КОРОТКОЕ ЗАДАНИЕ A:
Соберите все строки записей, где встречается слово «suit», и перепишите их. Регистр букв учитывается.

ИСХОДНЫЙ ОТРЫВОК:
Но это же монархическое сознание хорошо помнило, что сидевший на престоле человек – царь «земной», а не «небесный», что он тленен, слаб плотью и как никто искушаем соблазнами неограниченной власти и вседозволенности. Контраст «небесного» и «земного», мессианского и человеческого – всего того, что сходилось и перемешивалось в государе, пугало заоблачной высокостью царского сана и немощностью человеческой плоти и возможностей. Задавалось: Царь – но Человек. Получалось: Человек – но Царь! Тут уж сочувствие или осуждение слабостей того или иного монарха в исторической памяти и оценке элиты и народа не всегда поддается даже объяснению. Одних осуждали без всякого снисхождения, часто при несовпадении с ими содеянным. Другим – все (или почти все) прощалось. Достаточно назвать одиозную фигуру Ивана Грозного, возведенного в народных песнях в строгого, но справедливого правителя за изведение «злых слуг» и народных мучителей – бояр.

КОРОТКОЕ ЗАДАНИЕ B:
Перескажите отрывок о монархическом сознании в двух предложениях.

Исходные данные
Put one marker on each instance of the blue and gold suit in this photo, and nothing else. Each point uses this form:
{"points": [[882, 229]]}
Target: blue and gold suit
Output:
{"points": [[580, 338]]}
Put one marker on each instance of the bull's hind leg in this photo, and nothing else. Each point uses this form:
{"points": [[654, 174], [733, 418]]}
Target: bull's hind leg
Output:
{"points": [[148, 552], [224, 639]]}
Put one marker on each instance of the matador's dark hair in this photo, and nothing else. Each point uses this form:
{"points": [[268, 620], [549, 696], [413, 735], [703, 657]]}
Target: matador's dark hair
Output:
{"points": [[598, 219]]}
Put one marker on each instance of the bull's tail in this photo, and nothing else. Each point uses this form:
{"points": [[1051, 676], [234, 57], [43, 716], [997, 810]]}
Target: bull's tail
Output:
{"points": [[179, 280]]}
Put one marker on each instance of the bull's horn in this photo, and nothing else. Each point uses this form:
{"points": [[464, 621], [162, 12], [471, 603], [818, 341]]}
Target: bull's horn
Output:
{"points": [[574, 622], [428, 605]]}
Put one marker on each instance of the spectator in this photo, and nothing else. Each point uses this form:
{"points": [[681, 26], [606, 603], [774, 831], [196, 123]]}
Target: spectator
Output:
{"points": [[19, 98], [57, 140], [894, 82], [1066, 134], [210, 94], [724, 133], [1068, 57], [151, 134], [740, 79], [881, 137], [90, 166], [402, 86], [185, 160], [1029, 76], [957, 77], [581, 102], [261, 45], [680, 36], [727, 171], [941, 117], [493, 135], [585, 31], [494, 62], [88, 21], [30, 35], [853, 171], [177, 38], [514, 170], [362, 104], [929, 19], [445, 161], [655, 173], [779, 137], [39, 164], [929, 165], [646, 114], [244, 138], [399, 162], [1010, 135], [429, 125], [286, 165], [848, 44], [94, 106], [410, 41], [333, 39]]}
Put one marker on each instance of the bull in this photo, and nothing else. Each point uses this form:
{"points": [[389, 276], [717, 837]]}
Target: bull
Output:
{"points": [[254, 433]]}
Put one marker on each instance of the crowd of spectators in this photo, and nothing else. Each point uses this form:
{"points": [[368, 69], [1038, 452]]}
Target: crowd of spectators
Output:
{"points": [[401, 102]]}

ПОЛНОЕ РЕШЕНИЕ A:
Put one marker on each instance of the blue and gold suit in this photo, and nothing else. Each point uses this form:
Target: blue and gold suit

ПОЛНОЕ РЕШЕНИЕ B:
Монархическое сознание помнило, что царь — человек «земной», слабый плотью и как никто искушаемый соблазнами неограниченной власти, а контраст «небесного» и «земного» в государе пугал. Сочувствие или осуждение слабостей монархов не всегда поддается объяснению: одних осуждали без всякого снисхождения, другим почти все прощалось, как Ивану Грозному, которого народные песни возвели в строгого, но справедливого правителя.